HOW TO COMPLETE THIS TASK — The entries that follow include a run beginning at the line with "For every <instance>, turn" and ending at the line with "230L139 251L134 321L169"; restate that run word for word and leave the rest out.

== == ==

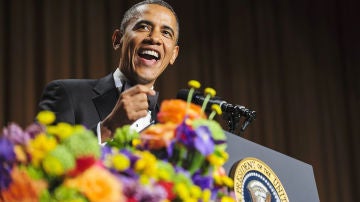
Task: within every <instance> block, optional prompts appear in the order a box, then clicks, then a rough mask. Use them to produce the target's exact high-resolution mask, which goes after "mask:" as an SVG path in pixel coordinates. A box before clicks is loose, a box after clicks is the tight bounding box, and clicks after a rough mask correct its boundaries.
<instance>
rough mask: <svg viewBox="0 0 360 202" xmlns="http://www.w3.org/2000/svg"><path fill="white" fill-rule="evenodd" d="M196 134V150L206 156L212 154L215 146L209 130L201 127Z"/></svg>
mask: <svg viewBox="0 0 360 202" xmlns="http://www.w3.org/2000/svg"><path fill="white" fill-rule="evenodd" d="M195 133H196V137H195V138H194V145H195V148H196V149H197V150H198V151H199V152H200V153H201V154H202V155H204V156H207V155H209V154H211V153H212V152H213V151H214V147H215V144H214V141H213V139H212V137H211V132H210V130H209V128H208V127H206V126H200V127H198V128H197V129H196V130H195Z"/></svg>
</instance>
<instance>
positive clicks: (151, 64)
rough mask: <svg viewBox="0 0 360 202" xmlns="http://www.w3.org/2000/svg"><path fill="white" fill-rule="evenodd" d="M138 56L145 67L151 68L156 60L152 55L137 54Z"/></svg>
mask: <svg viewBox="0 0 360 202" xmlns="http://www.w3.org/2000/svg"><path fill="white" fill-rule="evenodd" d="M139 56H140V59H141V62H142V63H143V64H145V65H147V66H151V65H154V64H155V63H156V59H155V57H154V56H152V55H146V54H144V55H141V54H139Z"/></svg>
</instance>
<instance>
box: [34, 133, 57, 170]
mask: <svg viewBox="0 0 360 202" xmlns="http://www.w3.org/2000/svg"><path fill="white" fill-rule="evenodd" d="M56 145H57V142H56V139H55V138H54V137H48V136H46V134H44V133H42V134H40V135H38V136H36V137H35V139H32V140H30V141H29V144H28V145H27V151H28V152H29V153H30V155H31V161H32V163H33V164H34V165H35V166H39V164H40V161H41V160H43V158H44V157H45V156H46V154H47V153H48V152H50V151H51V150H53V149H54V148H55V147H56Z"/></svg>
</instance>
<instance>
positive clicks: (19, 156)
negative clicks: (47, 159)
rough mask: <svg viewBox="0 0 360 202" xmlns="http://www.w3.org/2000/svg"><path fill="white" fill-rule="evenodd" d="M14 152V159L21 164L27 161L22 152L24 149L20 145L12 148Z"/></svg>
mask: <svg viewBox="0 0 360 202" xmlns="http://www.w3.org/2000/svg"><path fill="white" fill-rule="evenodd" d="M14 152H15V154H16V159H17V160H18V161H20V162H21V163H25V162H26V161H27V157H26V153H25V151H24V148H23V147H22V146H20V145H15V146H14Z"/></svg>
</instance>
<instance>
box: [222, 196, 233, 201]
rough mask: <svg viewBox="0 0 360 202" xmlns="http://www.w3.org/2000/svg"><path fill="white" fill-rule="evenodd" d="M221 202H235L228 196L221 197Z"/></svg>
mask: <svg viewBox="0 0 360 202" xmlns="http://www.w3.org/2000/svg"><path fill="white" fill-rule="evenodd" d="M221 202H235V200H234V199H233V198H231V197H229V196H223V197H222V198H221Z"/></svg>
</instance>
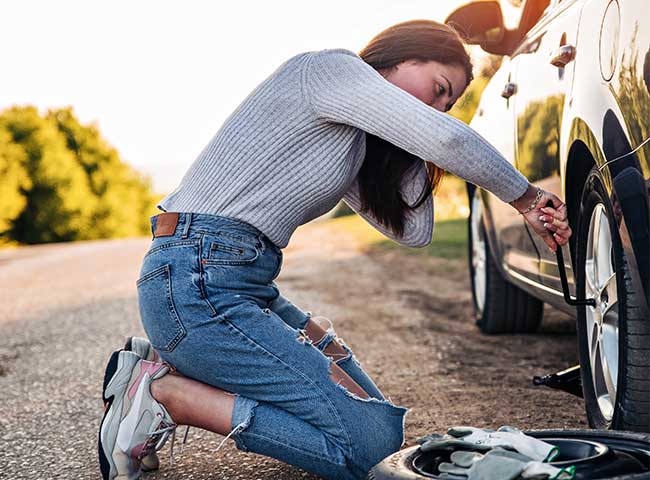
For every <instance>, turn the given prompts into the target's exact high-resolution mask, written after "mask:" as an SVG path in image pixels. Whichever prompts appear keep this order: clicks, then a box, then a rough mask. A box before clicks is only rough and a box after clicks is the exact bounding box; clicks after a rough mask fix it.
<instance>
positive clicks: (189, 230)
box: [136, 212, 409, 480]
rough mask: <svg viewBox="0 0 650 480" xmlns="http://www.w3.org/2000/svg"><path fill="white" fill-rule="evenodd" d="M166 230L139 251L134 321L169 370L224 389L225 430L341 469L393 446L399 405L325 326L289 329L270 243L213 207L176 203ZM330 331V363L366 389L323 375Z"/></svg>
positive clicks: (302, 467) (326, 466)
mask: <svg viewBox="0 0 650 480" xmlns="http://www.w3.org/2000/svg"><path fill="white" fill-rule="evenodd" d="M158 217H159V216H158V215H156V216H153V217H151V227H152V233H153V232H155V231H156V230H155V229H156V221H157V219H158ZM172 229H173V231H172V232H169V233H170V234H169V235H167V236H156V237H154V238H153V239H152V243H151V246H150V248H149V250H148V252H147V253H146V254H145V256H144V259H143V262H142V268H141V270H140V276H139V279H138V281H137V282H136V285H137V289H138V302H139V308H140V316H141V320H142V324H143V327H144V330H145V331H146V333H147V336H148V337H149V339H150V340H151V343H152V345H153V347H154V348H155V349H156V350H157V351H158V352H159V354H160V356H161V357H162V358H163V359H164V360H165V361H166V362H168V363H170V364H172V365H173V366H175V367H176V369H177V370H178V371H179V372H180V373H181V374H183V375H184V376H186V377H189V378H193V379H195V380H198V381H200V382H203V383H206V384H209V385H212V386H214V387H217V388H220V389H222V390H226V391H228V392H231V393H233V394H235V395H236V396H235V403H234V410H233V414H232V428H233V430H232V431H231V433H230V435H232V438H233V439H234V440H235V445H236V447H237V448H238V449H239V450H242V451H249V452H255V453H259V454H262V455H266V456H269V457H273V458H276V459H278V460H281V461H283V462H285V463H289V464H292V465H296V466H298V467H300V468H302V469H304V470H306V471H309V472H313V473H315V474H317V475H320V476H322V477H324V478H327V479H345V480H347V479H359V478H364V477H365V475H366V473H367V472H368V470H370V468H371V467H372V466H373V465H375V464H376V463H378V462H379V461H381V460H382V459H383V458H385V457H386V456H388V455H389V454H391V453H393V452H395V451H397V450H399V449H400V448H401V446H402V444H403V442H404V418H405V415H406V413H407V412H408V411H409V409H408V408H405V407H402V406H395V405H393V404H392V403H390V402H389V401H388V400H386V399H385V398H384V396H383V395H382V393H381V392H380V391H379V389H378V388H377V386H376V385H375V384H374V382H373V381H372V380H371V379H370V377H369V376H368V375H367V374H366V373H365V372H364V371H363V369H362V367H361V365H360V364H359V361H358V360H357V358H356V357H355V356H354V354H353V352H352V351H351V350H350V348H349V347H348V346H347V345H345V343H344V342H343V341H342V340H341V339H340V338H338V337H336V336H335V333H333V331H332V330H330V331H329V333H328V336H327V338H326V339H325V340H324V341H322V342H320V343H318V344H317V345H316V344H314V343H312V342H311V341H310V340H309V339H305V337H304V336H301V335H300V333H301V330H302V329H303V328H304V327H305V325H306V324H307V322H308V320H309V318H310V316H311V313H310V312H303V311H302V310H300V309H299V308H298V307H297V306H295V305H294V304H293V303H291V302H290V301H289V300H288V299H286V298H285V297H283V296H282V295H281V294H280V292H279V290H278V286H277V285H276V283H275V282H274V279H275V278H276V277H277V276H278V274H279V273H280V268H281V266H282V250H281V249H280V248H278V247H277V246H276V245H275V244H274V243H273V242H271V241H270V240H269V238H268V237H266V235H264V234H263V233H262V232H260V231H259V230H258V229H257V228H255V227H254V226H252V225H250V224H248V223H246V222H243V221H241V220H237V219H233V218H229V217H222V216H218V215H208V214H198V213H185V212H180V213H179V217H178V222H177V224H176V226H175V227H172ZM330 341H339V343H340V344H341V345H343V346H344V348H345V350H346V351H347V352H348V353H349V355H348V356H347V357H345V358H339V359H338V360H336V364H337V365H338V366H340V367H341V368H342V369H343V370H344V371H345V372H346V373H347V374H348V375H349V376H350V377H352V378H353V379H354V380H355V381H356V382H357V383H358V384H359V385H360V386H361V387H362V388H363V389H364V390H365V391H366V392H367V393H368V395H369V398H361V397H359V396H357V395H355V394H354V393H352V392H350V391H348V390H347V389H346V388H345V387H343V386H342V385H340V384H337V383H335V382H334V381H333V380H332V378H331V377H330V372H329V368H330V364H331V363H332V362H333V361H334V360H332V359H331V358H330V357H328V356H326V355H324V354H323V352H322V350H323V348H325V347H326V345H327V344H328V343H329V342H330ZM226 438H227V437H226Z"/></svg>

== == ==

OUTPUT BELOW —
For every <instance>, turn the given prompts into the target's exact high-resolution mask, written after "mask:" as an SVG path in image pixels. Whichever prompts appear keep this order: clicks, then a box, then a rough mask. A box before clicks is only rough and a box after clicks is the exact bounding box; clicks after a rough mask fix it.
<instance>
positive clicks: (189, 230)
box: [136, 212, 409, 480]
rough mask: <svg viewBox="0 0 650 480" xmlns="http://www.w3.org/2000/svg"><path fill="white" fill-rule="evenodd" d="M166 230L139 251L134 321L169 370L224 389L225 430L341 469L393 446L399 405L325 326L289 329L270 243L213 207L176 203ZM330 331V363L366 389L323 375Z"/></svg>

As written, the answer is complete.